Region pointing data:
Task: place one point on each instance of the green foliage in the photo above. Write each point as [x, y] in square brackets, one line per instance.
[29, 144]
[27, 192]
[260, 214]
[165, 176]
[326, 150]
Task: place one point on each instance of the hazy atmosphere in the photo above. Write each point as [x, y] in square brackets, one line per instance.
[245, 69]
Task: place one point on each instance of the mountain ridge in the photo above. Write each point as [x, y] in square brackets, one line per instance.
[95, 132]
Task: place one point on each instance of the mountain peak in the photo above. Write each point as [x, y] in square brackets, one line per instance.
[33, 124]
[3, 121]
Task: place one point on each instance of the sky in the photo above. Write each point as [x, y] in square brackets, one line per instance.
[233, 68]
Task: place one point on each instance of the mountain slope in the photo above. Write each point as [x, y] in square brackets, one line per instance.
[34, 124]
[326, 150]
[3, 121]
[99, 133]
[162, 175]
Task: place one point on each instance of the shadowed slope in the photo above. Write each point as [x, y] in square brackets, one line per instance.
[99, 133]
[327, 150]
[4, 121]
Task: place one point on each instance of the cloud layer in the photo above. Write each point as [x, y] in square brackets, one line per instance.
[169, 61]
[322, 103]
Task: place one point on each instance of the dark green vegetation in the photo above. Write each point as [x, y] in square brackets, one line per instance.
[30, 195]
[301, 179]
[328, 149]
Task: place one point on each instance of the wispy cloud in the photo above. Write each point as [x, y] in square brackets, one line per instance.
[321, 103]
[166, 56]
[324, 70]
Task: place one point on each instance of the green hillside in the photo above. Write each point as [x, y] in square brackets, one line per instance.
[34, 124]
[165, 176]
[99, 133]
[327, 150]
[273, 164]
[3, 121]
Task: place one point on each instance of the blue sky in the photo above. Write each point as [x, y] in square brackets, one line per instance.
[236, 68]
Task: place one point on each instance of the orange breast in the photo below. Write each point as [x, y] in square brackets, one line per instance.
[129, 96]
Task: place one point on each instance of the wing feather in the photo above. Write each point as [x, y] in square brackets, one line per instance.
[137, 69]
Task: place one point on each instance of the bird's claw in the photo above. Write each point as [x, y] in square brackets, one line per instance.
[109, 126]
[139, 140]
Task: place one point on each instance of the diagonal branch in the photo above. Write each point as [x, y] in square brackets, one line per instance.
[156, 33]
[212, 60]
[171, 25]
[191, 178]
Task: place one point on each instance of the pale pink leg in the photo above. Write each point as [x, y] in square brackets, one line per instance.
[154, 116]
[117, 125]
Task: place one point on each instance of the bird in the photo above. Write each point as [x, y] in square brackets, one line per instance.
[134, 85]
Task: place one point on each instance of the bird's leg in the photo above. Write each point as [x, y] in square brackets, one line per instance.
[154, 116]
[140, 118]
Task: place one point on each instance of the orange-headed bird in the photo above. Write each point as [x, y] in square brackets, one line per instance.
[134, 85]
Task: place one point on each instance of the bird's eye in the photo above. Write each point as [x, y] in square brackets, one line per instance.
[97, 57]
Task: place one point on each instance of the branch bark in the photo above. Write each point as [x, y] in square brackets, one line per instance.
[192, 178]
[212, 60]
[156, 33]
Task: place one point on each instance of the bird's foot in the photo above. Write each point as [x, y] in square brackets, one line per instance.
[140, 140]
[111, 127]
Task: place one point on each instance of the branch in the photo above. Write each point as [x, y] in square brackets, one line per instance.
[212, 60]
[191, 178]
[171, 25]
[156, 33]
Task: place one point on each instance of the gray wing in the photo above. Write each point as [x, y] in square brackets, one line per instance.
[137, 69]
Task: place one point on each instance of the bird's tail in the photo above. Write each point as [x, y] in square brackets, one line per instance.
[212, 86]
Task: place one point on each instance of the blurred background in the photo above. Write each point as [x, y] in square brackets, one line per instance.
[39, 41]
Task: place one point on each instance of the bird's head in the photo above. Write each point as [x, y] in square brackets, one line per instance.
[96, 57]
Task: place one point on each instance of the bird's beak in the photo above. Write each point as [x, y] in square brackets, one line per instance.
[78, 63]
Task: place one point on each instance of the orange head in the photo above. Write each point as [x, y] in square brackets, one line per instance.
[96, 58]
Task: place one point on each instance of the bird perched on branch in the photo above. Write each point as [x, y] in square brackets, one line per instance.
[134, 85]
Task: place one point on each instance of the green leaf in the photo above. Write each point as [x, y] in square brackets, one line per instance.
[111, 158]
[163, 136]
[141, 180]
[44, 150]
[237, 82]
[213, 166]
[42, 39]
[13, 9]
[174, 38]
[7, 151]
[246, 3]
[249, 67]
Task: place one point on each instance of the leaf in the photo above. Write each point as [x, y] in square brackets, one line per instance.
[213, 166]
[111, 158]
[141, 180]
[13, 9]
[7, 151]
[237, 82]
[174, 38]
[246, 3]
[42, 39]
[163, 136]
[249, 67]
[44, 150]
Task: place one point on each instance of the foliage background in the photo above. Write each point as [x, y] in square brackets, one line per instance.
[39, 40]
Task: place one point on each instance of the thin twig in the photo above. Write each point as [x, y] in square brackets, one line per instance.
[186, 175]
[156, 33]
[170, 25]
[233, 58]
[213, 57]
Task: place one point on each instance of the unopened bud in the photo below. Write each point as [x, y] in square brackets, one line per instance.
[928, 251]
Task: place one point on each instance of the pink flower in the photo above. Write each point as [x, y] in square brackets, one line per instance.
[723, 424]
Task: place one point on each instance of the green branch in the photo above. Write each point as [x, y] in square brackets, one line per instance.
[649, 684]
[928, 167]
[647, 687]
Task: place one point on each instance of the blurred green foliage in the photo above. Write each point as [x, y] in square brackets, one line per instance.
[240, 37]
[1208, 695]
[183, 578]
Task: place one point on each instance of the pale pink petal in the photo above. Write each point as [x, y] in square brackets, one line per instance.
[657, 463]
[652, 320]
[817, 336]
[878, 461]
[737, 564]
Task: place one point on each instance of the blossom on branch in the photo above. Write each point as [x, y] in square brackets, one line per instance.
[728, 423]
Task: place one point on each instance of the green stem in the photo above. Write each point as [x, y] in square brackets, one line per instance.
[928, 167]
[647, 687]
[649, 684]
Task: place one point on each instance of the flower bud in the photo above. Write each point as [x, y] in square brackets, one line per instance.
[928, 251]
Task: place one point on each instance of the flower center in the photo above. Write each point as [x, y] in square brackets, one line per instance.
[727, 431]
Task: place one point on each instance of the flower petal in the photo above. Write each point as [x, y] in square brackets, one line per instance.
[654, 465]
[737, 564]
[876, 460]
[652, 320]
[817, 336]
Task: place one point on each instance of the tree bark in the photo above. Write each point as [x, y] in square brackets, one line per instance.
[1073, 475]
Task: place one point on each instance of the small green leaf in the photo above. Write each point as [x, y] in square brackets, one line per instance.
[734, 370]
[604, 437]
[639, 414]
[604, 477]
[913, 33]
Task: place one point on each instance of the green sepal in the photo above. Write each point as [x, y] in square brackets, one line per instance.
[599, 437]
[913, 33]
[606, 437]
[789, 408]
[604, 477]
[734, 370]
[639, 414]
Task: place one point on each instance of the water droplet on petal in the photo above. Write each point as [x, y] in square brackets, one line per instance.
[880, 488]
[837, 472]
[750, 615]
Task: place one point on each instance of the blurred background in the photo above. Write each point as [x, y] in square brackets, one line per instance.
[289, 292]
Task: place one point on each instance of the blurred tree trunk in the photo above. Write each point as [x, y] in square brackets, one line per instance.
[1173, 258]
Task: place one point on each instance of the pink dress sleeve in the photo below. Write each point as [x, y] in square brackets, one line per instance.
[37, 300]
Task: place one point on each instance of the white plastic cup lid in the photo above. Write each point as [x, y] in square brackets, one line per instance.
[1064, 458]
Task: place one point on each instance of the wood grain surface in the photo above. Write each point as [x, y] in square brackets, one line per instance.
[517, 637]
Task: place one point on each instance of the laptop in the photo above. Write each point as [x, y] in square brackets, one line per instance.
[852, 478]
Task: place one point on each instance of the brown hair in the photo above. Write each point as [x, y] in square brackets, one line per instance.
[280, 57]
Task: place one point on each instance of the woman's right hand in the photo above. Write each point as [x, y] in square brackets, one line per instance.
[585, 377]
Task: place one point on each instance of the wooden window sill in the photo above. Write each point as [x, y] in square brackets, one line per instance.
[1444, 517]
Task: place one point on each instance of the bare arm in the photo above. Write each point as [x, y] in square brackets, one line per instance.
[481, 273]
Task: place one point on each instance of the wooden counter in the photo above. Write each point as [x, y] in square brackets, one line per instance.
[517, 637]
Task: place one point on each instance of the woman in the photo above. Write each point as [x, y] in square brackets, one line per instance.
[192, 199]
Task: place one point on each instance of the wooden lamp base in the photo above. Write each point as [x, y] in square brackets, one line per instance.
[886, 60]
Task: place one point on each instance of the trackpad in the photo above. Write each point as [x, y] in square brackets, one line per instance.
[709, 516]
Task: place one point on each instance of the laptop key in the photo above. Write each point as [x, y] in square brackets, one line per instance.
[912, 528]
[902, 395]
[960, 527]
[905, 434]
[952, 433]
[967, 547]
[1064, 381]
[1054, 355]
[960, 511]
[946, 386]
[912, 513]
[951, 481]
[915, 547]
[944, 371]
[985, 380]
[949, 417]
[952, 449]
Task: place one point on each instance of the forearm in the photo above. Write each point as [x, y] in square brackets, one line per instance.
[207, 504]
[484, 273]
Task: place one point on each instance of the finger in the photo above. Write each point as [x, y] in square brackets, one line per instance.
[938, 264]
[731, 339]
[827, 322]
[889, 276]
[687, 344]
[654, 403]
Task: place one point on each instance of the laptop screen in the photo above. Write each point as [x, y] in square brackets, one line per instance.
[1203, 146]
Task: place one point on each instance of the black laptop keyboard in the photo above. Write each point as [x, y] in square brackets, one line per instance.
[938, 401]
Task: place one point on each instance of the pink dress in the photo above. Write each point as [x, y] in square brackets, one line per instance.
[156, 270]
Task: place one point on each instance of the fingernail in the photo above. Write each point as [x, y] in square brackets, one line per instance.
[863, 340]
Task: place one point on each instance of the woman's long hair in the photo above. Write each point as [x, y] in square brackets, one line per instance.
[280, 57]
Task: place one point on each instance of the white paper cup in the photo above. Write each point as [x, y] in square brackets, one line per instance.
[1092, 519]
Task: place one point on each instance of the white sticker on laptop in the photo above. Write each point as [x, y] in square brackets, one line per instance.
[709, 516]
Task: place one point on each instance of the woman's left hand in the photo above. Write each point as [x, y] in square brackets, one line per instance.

_Description of the task_. The line with "pink dress in" marks where to start. Transcribe from there through the final line of the records, exactly and with nothing added.

_Solution to this problem_.
Task: place one point on each instance of the pink dress in the photo above. Write each point as [x, y] in square brackets, one line per instance.
[156, 270]
Task: place one point on each instance of the fingernail in the photo above. Write each point as [x, y] in square brackets, one line per instance.
[863, 340]
Task: place one point on each instance of the woman's long hair in the photo above. Write each point as [x, y] in square brackets, one line per instance.
[280, 57]
Task: place one point on each instance of the white paper cup in the photo above. Write each point as [x, y] in square brackets, one line per instance.
[1092, 519]
Task: place one point on each instance of the white sticker on laptop in the photo above. Write each point as [x, y] in square brackets, one line per instance.
[709, 516]
Task: place one point on each instance of the woman's left hand in the photo above. Write each point as [x, y] in square brackets, one line per instance.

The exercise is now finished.